** start of Given entries **

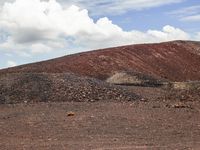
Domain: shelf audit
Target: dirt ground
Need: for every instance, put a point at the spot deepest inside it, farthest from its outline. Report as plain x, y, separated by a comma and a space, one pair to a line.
100, 126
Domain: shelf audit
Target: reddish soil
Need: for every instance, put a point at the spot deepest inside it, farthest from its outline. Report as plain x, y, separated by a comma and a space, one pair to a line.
61, 110
99, 126
176, 61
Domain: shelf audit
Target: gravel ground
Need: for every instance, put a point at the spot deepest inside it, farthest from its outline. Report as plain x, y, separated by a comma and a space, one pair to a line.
99, 126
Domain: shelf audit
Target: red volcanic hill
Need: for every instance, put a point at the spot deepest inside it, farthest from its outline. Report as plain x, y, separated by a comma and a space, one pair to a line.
175, 61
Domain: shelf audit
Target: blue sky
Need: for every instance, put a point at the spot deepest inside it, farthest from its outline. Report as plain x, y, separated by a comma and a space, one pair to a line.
70, 26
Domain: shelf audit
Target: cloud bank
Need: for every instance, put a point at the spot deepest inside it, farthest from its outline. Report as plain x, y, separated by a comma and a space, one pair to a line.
114, 7
33, 27
188, 14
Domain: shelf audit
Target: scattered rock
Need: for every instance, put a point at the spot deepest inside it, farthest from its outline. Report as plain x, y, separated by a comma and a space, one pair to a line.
70, 114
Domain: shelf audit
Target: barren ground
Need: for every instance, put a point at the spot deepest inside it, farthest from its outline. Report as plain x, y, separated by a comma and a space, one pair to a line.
100, 125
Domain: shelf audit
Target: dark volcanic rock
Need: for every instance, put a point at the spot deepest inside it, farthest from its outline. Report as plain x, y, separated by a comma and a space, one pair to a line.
175, 61
43, 87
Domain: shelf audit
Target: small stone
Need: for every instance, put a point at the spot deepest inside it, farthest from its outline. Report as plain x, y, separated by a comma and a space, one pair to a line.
70, 114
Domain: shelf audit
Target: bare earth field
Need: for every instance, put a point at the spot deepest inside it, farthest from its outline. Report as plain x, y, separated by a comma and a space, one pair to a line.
124, 98
99, 126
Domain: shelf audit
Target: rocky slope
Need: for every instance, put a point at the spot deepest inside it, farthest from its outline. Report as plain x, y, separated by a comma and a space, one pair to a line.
175, 61
43, 87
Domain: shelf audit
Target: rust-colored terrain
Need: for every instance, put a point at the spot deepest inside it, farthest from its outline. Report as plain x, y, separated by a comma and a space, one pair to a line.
176, 61
122, 98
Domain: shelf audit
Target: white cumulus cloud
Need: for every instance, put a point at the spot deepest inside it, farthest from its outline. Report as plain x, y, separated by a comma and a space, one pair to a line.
34, 27
11, 63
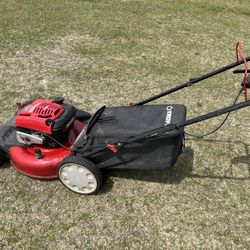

** end of Given entries **

- **What to produce**
From the rows above, select and copy each line that contains the word "volcanic". Case matters, so a line counts only if its capitalization matches.

- **Final result**
Target: red volcanic hill
Target: dark volcanic rock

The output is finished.